Stated exercise ->
Please list every line in the listing below that contains the string "black", copying each line as it appears. Case counts.

Source records ->
◆ ◆ ◆

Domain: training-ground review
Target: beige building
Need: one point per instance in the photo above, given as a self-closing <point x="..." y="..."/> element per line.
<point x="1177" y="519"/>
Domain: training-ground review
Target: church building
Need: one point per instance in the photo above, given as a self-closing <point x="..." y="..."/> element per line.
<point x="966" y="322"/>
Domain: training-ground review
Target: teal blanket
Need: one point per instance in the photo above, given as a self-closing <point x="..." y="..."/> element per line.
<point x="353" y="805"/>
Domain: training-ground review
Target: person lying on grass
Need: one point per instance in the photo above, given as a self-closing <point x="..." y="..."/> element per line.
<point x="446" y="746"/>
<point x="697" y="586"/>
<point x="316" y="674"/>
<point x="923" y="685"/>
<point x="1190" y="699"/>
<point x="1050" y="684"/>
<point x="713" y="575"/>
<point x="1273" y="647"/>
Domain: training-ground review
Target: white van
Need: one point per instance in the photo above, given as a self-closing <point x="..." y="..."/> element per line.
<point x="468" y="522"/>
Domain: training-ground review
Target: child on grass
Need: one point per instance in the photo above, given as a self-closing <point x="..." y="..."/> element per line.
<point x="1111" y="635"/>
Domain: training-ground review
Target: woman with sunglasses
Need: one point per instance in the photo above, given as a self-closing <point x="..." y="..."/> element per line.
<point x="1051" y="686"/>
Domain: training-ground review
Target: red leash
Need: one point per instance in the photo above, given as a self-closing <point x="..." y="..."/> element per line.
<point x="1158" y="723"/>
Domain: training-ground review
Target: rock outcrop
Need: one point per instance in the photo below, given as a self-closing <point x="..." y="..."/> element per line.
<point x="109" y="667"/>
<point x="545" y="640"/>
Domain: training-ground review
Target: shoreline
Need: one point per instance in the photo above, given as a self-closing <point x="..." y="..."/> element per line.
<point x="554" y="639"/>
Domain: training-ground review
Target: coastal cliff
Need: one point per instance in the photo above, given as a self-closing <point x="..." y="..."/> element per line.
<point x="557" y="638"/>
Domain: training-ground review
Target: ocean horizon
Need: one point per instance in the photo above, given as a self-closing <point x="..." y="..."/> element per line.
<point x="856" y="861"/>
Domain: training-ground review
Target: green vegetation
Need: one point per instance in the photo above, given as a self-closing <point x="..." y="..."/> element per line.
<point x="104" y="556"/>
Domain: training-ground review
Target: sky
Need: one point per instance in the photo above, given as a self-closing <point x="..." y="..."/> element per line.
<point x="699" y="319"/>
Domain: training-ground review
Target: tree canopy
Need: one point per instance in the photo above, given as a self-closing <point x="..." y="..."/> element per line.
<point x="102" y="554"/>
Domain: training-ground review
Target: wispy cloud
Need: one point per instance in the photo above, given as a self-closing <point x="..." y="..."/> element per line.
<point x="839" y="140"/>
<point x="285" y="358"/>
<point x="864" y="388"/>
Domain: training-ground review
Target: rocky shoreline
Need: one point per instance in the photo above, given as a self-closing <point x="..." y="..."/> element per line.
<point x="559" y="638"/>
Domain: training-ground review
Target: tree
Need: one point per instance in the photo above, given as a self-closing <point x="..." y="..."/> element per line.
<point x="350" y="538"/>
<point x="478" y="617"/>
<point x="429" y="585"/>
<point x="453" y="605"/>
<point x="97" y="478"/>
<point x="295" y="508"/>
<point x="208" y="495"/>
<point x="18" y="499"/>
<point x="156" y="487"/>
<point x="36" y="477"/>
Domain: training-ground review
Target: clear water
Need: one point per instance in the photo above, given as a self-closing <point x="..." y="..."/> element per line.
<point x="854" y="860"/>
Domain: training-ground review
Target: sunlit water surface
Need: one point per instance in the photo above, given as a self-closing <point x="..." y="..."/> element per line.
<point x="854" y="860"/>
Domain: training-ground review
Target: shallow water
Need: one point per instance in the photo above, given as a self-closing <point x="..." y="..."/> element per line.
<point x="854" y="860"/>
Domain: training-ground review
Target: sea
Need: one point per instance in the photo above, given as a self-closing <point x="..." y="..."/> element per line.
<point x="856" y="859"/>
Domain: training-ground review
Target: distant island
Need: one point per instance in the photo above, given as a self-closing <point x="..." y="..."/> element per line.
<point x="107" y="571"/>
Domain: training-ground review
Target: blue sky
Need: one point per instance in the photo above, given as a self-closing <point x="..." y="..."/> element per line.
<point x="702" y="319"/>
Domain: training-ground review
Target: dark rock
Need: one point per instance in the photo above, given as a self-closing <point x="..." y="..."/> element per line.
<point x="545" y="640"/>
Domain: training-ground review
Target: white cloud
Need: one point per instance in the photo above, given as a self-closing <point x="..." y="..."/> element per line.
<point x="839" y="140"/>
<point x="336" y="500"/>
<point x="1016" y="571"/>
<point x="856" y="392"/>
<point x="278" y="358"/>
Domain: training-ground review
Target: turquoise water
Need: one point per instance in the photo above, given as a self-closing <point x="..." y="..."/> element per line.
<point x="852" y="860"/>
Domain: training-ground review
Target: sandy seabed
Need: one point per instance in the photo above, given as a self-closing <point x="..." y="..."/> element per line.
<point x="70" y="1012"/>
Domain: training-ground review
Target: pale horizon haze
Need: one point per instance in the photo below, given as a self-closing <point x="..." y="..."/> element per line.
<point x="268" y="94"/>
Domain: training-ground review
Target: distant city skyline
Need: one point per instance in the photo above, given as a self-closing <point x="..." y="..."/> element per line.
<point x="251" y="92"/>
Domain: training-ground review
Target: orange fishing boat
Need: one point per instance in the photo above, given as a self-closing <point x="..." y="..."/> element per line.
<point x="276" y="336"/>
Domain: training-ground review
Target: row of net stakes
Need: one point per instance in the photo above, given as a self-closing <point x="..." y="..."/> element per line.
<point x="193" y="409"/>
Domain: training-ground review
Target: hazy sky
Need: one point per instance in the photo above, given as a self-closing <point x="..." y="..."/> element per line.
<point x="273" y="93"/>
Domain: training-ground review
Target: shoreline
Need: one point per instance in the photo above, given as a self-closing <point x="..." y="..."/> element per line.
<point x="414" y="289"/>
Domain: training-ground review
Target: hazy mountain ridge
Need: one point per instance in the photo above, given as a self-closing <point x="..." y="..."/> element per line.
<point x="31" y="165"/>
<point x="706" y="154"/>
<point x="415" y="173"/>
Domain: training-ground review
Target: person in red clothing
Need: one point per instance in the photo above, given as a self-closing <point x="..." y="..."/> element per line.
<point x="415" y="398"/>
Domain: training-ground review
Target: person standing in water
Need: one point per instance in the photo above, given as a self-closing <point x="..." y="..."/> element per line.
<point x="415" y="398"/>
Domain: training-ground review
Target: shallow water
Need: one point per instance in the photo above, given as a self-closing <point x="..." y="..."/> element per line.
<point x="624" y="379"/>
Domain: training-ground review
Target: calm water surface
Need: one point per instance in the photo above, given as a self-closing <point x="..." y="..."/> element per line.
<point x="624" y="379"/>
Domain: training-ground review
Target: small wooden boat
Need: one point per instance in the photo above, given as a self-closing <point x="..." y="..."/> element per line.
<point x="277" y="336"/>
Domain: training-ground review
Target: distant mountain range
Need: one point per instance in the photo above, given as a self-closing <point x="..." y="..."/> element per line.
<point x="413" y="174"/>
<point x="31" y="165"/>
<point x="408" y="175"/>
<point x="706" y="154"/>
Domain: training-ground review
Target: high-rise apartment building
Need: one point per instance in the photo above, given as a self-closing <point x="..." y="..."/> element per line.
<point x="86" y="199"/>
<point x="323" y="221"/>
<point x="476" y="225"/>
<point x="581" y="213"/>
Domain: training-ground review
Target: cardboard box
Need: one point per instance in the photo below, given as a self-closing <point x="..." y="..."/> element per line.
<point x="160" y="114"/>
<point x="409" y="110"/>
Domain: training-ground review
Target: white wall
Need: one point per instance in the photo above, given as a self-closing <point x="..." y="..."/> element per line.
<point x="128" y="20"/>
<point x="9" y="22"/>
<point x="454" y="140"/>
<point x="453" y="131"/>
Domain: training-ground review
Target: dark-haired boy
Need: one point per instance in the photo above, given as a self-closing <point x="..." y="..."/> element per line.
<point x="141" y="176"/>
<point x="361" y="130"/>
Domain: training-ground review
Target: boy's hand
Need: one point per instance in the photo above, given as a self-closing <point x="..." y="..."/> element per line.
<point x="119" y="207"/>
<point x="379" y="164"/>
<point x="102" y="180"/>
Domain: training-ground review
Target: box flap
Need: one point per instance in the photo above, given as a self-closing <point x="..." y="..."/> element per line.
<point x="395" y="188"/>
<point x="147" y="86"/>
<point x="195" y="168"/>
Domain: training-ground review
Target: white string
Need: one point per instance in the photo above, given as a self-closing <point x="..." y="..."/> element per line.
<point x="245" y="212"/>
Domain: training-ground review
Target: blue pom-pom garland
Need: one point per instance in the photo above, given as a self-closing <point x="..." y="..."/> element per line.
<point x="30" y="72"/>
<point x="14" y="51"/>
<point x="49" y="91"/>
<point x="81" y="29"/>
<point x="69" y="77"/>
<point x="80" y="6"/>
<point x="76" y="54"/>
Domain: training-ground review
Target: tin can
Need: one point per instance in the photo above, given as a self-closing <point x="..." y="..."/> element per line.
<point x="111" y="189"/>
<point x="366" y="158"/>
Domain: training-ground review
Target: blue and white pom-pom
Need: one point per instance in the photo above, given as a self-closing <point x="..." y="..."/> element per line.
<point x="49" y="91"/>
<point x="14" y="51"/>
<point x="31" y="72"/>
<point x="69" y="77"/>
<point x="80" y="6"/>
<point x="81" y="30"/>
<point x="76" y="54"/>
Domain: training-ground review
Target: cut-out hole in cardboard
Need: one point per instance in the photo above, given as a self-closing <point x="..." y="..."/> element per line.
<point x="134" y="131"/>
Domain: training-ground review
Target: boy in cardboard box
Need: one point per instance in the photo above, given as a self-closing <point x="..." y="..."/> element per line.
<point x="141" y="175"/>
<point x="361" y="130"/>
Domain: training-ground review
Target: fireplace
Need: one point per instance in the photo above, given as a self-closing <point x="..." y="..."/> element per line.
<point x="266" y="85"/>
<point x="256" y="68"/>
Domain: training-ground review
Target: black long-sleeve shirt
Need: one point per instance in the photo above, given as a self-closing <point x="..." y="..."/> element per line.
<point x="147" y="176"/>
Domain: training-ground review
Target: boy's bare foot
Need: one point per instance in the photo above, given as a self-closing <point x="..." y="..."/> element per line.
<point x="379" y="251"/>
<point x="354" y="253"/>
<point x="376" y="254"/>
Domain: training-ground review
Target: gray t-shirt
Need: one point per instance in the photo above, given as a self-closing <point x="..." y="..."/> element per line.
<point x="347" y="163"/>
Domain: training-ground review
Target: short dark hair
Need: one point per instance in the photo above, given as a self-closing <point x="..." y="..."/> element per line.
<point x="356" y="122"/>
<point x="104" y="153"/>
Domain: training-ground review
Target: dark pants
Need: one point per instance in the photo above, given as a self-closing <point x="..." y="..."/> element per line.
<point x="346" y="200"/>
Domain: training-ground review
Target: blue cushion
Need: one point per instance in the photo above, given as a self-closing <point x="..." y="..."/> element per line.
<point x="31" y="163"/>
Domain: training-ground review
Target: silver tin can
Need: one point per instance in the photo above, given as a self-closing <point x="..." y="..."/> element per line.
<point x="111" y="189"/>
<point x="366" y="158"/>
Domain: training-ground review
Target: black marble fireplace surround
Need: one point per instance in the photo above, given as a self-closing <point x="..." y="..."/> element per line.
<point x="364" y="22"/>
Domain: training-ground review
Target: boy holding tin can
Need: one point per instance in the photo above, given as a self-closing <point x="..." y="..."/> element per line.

◆ ◆ ◆

Answer to this problem ->
Target: black long-sleeve shirt
Target: black marble fireplace surround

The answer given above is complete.